Data —
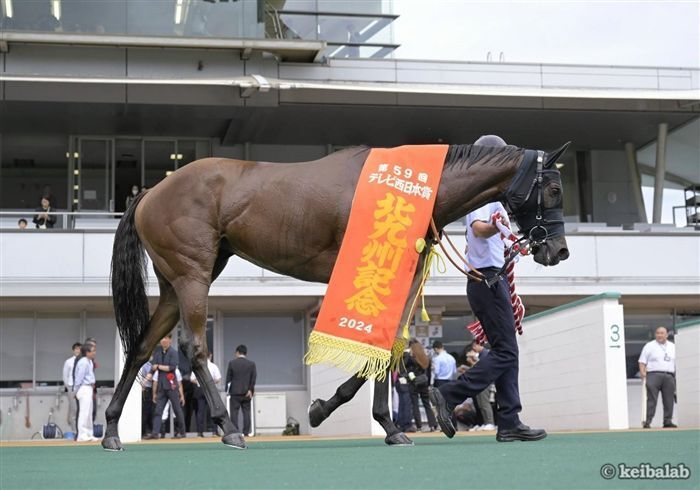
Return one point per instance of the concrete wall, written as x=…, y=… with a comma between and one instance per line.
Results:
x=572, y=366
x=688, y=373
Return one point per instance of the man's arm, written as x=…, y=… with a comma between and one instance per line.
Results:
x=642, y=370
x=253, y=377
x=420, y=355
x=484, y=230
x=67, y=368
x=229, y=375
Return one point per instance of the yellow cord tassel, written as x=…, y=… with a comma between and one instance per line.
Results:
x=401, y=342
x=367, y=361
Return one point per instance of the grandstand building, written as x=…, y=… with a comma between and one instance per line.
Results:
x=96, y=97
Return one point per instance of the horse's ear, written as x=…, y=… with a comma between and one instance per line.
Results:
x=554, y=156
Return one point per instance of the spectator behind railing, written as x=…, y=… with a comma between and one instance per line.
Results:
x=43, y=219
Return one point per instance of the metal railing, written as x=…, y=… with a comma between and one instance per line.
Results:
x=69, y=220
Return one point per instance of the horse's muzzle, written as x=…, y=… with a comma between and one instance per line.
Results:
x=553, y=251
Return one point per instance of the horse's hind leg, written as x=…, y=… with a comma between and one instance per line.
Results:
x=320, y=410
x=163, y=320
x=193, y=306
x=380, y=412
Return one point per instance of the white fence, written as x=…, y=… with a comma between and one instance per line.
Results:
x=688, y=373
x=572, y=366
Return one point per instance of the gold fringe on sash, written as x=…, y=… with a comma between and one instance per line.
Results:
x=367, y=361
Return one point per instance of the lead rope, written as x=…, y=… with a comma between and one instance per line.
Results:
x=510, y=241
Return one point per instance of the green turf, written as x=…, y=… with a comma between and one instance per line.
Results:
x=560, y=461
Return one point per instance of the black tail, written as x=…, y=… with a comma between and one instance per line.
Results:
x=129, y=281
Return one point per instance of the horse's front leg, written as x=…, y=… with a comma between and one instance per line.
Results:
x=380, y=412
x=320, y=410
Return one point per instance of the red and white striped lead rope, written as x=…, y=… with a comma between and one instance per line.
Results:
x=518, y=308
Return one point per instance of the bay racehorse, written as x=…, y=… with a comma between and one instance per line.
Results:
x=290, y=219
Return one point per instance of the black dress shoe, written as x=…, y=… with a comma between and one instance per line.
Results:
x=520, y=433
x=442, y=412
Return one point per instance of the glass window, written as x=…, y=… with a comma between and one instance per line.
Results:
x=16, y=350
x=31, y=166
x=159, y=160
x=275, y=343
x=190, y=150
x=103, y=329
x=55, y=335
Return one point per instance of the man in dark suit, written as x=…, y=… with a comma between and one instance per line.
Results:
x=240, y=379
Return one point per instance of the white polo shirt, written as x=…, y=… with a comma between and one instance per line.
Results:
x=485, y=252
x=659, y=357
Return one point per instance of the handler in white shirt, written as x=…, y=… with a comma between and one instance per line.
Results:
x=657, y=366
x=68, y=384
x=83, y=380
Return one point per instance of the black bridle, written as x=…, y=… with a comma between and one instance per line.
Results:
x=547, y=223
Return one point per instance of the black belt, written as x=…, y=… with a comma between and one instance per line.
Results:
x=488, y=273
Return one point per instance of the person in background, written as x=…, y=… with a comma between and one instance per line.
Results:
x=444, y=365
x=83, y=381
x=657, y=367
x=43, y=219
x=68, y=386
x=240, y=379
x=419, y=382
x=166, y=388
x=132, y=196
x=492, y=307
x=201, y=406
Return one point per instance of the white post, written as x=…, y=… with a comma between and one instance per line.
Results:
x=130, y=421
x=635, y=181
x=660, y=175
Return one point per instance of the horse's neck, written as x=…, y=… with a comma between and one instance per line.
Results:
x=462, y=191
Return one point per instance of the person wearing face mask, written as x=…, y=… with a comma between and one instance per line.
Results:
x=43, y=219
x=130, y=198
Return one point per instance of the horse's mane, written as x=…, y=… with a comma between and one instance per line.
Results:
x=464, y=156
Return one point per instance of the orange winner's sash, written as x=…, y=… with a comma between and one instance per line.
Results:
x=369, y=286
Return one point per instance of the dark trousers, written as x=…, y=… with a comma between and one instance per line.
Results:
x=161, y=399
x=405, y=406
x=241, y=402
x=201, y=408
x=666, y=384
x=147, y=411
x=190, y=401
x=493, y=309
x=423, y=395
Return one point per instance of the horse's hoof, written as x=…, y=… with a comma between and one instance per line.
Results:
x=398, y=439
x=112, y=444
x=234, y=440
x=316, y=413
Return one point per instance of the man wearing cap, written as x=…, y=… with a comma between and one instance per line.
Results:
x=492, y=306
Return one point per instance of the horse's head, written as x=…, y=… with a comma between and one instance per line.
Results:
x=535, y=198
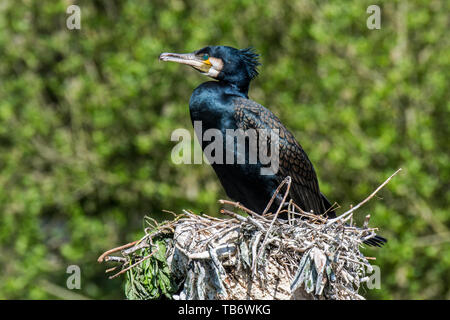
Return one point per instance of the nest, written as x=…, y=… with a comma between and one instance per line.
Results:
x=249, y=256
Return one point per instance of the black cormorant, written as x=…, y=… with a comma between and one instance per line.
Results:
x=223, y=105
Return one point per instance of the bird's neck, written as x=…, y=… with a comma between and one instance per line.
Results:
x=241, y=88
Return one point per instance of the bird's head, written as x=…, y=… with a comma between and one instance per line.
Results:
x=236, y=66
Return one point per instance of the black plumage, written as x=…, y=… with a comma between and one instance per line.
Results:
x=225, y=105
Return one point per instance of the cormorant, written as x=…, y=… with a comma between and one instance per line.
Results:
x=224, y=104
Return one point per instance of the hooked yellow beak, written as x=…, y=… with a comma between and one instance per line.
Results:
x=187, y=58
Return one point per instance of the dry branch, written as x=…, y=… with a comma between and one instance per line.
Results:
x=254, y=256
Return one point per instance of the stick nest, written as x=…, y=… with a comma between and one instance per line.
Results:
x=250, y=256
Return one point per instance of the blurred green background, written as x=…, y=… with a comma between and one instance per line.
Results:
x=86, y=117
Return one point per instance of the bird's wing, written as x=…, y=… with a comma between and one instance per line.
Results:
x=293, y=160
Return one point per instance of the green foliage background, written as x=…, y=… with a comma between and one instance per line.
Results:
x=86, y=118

Work to complete — All lines of the entries containing the string "rope" must be shown in full.

Expected output —
Return one point per instance of the lead rope, written as x=…, y=… with a comma between and one instance per line.
Return one point per instance of the red and white striped lead rope, written as x=…, y=… with a comma between and one instance per line.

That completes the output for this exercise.